***** Dataset records *****

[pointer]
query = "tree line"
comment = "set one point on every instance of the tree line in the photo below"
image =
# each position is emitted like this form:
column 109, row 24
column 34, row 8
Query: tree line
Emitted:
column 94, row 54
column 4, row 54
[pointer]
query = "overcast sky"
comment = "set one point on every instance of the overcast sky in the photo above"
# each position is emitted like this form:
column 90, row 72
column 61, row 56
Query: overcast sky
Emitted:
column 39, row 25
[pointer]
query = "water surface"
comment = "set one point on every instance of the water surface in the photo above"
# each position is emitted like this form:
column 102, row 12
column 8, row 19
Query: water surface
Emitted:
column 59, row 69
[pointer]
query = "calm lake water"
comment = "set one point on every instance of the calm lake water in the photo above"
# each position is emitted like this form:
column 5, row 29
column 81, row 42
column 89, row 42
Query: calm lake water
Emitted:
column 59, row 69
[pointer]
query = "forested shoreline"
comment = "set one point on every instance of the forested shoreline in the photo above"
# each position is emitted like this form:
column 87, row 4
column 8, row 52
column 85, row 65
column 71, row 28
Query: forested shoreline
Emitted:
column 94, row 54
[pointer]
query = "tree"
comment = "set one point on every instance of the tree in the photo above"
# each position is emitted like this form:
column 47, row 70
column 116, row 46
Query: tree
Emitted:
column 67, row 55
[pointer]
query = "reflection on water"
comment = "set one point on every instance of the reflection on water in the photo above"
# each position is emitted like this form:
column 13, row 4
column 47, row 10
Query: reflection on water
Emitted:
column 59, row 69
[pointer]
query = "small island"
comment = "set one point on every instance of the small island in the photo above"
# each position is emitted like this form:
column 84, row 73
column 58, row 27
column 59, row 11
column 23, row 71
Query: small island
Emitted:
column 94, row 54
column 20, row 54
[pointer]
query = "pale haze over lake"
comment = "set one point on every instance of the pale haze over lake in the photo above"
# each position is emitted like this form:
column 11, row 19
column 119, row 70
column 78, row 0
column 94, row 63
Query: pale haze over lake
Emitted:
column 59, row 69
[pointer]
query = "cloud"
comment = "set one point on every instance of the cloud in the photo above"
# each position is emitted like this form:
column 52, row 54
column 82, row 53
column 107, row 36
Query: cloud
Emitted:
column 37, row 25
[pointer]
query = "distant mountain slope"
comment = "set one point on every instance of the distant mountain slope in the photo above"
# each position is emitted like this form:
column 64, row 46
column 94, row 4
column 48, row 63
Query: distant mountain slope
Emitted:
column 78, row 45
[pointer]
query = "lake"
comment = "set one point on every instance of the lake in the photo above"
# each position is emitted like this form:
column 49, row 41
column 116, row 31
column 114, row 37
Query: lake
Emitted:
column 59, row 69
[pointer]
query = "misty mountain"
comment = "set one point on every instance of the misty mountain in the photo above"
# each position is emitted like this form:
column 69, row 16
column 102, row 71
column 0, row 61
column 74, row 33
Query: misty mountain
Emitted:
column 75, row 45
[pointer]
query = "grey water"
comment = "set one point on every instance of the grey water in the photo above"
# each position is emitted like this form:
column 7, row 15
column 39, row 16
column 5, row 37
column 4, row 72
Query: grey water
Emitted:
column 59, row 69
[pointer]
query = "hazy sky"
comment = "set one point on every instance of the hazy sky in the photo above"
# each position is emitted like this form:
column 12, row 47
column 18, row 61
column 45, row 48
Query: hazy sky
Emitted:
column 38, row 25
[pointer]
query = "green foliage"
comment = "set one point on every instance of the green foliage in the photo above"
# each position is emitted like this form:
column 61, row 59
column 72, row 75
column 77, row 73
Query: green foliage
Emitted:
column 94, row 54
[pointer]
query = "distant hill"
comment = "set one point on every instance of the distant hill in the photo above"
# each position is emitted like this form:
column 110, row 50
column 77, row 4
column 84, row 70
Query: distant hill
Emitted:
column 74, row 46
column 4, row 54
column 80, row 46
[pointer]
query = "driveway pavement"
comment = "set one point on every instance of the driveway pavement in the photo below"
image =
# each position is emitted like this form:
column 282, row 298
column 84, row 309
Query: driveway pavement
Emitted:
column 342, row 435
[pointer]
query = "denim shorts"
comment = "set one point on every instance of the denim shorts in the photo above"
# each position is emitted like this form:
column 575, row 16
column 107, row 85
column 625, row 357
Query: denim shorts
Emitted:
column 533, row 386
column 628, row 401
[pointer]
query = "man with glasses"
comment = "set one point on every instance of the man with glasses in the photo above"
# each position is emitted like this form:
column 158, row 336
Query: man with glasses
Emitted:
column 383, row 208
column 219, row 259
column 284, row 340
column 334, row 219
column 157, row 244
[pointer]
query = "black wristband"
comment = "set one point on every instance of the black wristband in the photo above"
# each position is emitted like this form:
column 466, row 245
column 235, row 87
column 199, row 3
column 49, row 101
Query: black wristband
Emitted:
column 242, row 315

*****

Set down the lines of the items exactly as they appear, starting at the very first line and ending at the line that contains "column 39, row 25", including that line.

[pointer]
query = "tree line"
comment = "set one point on every instance of the tree line in the photo below"
image =
# each position is emitted like this form:
column 109, row 24
column 34, row 8
Query: tree line
Emitted:
column 94, row 54
column 4, row 54
[pointer]
query = "overcast sky"
comment = "set one point on every instance of the overcast sky in the photo above"
# each position is emitted like this form:
column 90, row 72
column 61, row 56
Query: overcast sky
Emitted:
column 39, row 25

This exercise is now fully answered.